Nel caso del gozzo multinodulare non tossico può essere utilizzata una terapia TSH-soppressiva (o meglio semi-soppressiva) con levotiroxina per sopprimere la secrezione ipofisaria di TSH ed eliminare uno dei fattori in gioco nella crescita dei follicoli tiroidei. Tuttavia, questa scelta terapeutica è controversa in quanto sono stati pubblicati negli anni passati diversi studi discordanti sull'argomento. La terapia TSH-soppressiva con L-tiroxina determina inoltre un quadro di ipertiroidismo subclinico e può comportare, pertanto, effetti collaterali a carico dell'apparato cardiovascolare e di quello scheletrico. Sulla base di queste argomentazioni la terapia TSH soppressiva può essere considerata in casi selezionati (soggetti di età inferiore a 50 anni, affetti da malattia nodulare tiroidea benigna), non può essere protratta in caso di effetti collaterali e va interrotta negli uomini al di sopra dei 60 anni e nelle donne in post-menopausa, per l'aumentato rischio cardiovascolare e di osteoporosi. L'obiettivo terapeutico è rappresentato dalla semisoppressione del TSH a valori compresi tra 0,1 e 0,5 uUI/mL, mantenendo valori di FT3 e FT4 nel range fisiologico.
Nel caso dell'ipotiroidismo, invece, va fatta distinzione tra l'ipotiroidismo subclinico e l'ipotiroidismo clinico. La grande maggioranza degli ipotiroidismi riscontrati è rappresentata da forme sub-cliniche, cioè pauci-sintomatiche e caratterizzate biochimicamente dalla sola elevazione del TSH. Solo una minoranza degli ipotiroidismi riscontrati risulta invece clinicamente significativa, caratterizzata dalla elevazione del TSH e dalla riduzione di FT3 e FT4.

§ Dati mostrati
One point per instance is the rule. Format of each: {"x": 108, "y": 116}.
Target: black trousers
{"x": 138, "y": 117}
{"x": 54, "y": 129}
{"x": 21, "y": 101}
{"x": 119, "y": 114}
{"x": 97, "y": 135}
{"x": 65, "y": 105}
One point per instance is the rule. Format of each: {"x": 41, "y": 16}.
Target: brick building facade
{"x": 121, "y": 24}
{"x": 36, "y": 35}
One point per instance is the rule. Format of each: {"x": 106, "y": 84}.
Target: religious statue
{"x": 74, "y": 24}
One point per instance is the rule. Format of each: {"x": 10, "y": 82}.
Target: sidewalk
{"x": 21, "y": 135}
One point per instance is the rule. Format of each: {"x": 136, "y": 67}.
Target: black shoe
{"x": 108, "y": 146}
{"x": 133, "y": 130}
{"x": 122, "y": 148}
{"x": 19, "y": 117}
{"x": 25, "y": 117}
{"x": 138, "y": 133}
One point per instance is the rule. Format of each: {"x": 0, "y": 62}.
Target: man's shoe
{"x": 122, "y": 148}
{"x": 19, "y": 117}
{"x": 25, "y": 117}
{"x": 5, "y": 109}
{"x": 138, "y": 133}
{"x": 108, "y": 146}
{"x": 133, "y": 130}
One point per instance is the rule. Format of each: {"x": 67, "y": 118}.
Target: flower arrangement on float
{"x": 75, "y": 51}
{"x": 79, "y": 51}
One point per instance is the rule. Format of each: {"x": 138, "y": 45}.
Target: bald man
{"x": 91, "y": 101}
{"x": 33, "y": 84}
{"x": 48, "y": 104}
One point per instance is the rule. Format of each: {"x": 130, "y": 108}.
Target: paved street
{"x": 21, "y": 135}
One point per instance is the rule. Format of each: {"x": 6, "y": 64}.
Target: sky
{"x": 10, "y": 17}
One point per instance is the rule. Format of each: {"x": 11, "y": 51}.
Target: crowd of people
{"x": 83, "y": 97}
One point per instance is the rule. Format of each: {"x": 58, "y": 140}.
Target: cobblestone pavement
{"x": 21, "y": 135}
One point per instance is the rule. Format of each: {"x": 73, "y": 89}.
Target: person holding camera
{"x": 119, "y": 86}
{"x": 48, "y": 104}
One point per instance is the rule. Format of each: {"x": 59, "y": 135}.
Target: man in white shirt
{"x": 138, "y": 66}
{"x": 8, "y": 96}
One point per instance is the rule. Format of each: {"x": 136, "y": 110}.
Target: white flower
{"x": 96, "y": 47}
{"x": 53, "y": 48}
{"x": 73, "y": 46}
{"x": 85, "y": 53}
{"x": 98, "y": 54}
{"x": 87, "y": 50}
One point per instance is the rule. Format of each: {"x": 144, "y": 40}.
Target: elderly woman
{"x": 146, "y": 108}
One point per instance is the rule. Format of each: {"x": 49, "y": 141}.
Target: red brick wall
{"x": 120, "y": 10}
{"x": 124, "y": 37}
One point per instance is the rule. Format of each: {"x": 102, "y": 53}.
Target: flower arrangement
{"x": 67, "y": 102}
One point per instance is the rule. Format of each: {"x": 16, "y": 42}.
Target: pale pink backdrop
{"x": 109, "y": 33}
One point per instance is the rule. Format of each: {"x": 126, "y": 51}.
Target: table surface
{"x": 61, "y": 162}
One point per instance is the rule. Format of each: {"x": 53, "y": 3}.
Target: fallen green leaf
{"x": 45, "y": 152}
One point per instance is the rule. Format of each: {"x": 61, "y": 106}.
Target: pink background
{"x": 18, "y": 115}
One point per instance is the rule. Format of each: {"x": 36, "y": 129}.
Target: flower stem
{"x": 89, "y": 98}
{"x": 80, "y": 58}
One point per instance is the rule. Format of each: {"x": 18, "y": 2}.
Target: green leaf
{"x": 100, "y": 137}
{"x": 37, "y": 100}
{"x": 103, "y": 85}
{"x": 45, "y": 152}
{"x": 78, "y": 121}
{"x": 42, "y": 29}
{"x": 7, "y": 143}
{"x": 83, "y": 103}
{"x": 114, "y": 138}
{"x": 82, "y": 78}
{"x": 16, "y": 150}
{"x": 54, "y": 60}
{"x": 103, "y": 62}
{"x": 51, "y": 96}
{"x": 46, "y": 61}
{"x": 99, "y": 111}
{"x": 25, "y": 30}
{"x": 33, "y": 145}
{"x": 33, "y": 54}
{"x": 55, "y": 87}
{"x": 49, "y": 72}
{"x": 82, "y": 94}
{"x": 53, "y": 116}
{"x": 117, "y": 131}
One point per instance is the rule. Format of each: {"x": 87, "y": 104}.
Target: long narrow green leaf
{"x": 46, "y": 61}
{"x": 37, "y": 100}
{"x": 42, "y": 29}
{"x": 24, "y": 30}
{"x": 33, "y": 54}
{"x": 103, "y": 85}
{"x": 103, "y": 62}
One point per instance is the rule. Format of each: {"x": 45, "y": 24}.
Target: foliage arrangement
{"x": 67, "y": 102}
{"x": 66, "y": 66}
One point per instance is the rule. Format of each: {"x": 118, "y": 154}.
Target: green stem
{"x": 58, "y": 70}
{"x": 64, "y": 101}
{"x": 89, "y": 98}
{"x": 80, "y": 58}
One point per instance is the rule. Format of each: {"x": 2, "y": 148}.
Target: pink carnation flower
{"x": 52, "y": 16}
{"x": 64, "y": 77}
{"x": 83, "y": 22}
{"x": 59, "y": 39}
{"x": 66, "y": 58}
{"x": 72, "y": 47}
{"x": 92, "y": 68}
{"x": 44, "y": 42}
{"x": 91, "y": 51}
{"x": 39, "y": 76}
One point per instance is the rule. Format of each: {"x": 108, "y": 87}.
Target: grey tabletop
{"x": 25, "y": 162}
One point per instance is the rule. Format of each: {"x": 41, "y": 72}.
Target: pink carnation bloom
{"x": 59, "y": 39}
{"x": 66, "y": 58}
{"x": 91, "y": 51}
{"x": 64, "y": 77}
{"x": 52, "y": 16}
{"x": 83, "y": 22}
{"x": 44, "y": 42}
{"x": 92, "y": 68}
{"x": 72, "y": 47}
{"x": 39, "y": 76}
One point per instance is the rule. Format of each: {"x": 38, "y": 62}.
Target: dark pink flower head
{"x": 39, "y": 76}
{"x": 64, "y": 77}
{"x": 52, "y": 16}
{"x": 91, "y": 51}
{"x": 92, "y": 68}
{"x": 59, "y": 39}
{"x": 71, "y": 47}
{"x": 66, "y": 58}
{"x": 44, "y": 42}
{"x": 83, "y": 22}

§ Consegna
Rispondi a queste domande usando il testo sulla tiroide.
(a) Entro quali valori deve essere semisoppresso il TSH come obiettivo terapeutico?
(b) In quali soggetti va interrotta la terapia TSH-soppressiva?
(c) Da cosa è caratterizzato biochimicamente l'ipotiroidismo subclinico?

§ Soluzione
(a) Tra 0,1 e 0,5 uUI/mL.
(b) Negli uomini al di sopra dei 60 anni e nelle donne in post-menopausa.
(c) Dalla sola elevazione del TSH.